Однако теория Ганслика, изложенная в сочинении «О музыкально-прекрасном», не была каким-то непонятным предвосхищением того, чему время подошло спустя век, а была сложным, противоречивым комплексом или конгломератом идей, сложившимся в конкретных культурно-исторических условиях. Сейчас, например, понятно, что знаменитое гансликовское положение о музыке как о «звукодвижимых формах» (Tonend bewegte Formen), «которые составляют <ее> содержание и предмет»[78], не было одномерным эстетическим тезисом, не представляет собою вероисповедание эстетического формализма. От «звуковых движимых форм» как представлений о процессе разворачивания музыкального произведения мысль движется в двух направлениях: одно из них приводит к духовности искусства, к его осмысленности и идейности, воплощаемых в организованном музыкальной мыслью звуке, другое — к взаимосвязанным — логической объективности «самозначащего» искусства «в себе» и гедонистическому благозвучию самолюбующегося искусства. Необходимо заметить, что сама по себе эта формула («звукодвижимые формы»), категоричность которой Ганслик счел нужным несколько смягчить в повторных изданиях, как бы испугавшись ее вместе со своими критиками[79], в первую очередь указывает не на формальную структурность искусства, но на чувственную конкретность музыкального протекания — на ту сторону, которую культивировал и музыкальный бидермейер с его приятностью звучания (если не как самоцелью, то как непременным симптомом настоящего искусства). Однако как в реальном искусстве слито разное и синтезируется противоречивое, так и в теории, которая сколько-нибудь в силах отразить глубину проблематики своего времени: неудивительно, что музыка распадается у Ганслика на «дух» и на «чувственную красоту», соединить которые стоит немалых умственных усилий. Как представитель конкретной культурной традиции, Ганслик склонен к тому же проходить мимо чувства — пропускать уровень саморазворачивающегося, самостоятельного и самоценного чувства. У него формы с их художественной, моцартовской красотой и духовность искусства с ее истинностью в себе и вечным смыслом оказывались совсем рядом, потому что между ними не разрастался целый мир «антропоцентрического», психологизированного искусства.

В свою очередь, столь обычный для середины века психологизм мировосприятия (породивший и психологизм в «науках о духе» на рубеже XIX–XX веков) был весьма чужд и внутренне непонятен Ганслику. Поэтому, когда критики Ганслика ссылались на такой, абсолютно само собой разумеющийся для них психологизм, они совсем не «поражали» теорию Ганслика, как полагали они сами, не наносили ей смертельный удар. Ф. Штаде писал: «Чувство есть континуум (eine continuirliche Reihe) внутренних возбуждений, вызываемых внешними воздействиями и реагирующей деятельностью самосознания и материализуемых нервными возбуждениями, доступными измерению по времени до наимельчайших долей»[80].

**Материал упражнения**
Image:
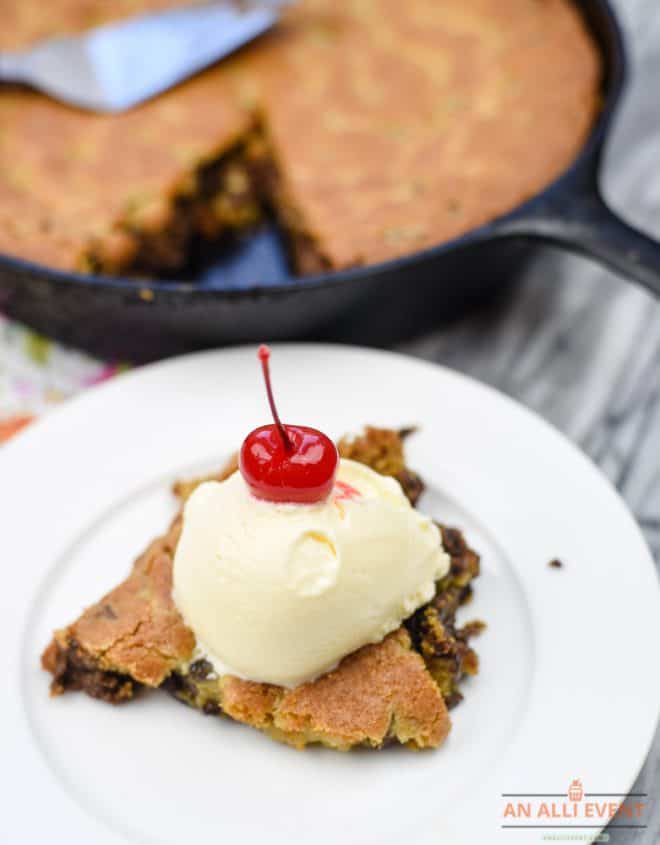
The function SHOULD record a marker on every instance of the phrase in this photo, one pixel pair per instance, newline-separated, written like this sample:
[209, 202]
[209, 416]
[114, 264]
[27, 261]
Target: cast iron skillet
[119, 317]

**Задания**
1 > Почему, согласно отрывку о Ганслике, формы и духовность искусства оказывались у Ганслика совсем рядом? Ответьте одним–тремя предложениями.
2 > Приведите ещё раз все записи слово в слово, без изображений.

**Ответы к заданиям**
1 > Между ними не разрастался целый мир «антропоцентрического», психологизированного искусства. Как представитель конкретной культурной традиции, Ганслик был склонен пропускать уровень саморазворачивающегося, самостоятельного и самоценного чувства.

2 >
Image:
The function SHOULD record a marker on every instance of the phrase in this photo, one pixel pair per instance, newline-separated, written like this sample:
[209, 202]
[209, 416]
[114, 264]
[27, 261]
Target: cast iron skillet
[119, 317]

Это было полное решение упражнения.